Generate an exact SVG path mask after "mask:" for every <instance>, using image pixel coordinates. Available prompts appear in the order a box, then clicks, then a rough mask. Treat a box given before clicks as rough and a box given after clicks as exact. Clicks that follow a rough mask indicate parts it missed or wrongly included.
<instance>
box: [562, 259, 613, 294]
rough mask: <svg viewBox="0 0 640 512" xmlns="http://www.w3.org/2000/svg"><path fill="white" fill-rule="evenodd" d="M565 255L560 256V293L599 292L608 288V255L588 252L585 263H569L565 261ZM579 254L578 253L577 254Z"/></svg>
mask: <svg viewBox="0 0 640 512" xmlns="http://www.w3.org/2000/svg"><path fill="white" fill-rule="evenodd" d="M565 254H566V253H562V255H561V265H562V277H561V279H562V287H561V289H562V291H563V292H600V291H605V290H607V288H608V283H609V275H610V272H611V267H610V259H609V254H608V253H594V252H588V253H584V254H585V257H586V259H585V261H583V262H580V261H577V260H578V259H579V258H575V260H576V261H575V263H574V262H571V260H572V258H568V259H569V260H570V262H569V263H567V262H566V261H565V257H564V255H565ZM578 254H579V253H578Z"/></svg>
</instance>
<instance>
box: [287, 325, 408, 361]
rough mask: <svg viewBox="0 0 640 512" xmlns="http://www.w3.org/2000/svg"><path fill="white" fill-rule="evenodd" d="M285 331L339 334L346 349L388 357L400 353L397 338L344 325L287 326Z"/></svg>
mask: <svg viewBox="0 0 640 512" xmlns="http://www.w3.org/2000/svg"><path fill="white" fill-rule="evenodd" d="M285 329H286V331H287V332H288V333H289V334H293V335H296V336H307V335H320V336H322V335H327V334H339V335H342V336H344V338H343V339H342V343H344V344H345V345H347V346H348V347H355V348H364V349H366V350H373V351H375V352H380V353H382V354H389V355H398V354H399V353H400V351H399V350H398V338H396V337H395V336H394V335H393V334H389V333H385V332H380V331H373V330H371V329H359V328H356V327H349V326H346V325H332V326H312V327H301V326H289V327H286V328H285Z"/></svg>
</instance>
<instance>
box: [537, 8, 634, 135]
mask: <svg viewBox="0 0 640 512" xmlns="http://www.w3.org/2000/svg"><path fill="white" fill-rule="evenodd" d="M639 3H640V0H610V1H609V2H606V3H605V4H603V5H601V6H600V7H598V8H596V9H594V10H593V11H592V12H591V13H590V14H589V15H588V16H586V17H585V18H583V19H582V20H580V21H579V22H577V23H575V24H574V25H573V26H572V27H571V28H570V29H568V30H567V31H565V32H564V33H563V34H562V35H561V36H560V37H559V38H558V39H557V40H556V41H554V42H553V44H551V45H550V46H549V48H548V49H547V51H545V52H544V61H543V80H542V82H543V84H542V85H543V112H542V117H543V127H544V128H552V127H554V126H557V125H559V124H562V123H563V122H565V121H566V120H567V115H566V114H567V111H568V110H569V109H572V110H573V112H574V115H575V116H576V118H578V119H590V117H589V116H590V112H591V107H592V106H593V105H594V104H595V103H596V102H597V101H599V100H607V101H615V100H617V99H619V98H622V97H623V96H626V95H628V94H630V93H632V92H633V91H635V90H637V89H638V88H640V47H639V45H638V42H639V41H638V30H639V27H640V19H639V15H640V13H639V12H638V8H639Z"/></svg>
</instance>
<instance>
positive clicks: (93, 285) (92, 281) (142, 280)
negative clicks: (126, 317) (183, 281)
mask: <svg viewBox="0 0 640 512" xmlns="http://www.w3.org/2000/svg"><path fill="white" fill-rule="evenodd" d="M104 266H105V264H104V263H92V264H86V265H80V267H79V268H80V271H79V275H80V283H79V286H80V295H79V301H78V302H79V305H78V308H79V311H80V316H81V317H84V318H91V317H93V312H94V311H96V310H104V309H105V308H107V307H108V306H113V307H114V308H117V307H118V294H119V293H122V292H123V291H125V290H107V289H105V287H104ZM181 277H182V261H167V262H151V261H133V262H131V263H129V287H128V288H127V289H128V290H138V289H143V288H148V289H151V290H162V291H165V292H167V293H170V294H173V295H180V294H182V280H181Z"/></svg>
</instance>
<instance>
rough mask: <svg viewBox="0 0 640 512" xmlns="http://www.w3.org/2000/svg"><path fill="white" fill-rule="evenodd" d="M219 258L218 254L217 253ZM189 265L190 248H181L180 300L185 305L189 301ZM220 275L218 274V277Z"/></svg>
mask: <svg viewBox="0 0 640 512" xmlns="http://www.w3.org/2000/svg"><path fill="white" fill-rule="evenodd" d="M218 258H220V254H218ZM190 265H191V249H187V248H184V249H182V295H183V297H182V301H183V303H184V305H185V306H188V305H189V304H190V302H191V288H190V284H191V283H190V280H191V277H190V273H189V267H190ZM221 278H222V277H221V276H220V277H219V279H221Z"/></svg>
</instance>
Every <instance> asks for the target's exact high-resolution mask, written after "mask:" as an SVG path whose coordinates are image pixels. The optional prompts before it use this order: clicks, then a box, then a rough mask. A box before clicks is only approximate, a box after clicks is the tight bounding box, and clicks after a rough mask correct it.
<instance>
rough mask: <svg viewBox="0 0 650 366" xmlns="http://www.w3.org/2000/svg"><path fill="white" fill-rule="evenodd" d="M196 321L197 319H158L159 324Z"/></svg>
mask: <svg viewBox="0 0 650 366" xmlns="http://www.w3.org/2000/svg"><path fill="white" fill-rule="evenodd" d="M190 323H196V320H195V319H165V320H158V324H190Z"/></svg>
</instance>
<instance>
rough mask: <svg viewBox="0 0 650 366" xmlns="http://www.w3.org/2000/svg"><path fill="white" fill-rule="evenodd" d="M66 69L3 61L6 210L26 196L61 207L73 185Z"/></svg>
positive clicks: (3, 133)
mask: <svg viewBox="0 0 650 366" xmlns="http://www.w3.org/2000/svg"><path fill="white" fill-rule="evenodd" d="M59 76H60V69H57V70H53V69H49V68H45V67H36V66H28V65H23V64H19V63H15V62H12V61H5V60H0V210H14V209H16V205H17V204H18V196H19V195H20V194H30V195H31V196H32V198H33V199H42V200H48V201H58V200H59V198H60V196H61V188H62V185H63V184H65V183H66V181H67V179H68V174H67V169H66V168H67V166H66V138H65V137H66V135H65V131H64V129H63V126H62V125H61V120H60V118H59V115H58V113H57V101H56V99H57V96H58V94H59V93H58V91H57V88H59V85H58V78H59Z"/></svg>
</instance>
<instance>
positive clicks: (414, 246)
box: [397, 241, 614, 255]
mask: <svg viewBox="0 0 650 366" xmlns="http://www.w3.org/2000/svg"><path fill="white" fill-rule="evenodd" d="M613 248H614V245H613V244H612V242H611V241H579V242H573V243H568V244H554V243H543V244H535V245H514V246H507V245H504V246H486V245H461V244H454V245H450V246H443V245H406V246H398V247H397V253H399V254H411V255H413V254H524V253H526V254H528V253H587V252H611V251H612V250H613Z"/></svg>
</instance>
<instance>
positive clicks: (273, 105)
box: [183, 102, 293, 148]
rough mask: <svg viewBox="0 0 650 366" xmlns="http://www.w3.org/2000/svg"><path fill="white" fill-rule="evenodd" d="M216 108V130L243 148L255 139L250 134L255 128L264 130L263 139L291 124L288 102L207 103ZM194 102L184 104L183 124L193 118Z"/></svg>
....
■ WORK INSTRUCTIONS
All lines above from the one containing "positive clicks: (414, 246)" to the one containing "box: [183, 102, 293, 148]" must be repeated exactly, both lines included, and no others.

■ OUTPUT OF THE TASK
positive clicks: (414, 246)
box: [397, 241, 614, 255]
mask: <svg viewBox="0 0 650 366" xmlns="http://www.w3.org/2000/svg"><path fill="white" fill-rule="evenodd" d="M613 248H614V245H613V244H612V242H611V241H579V242H573V243H568V244H554V243H543V244H535V245H514V246H507V245H504V246H486V245H461V244H454V245H450V246H443V245H406V246H398V247H397V253H399V254H411V255H413V254H524V253H526V254H528V253H587V252H611V251H612V250H613Z"/></svg>
</instance>
<instance>
positive clicks: (273, 105)
box: [183, 102, 293, 148]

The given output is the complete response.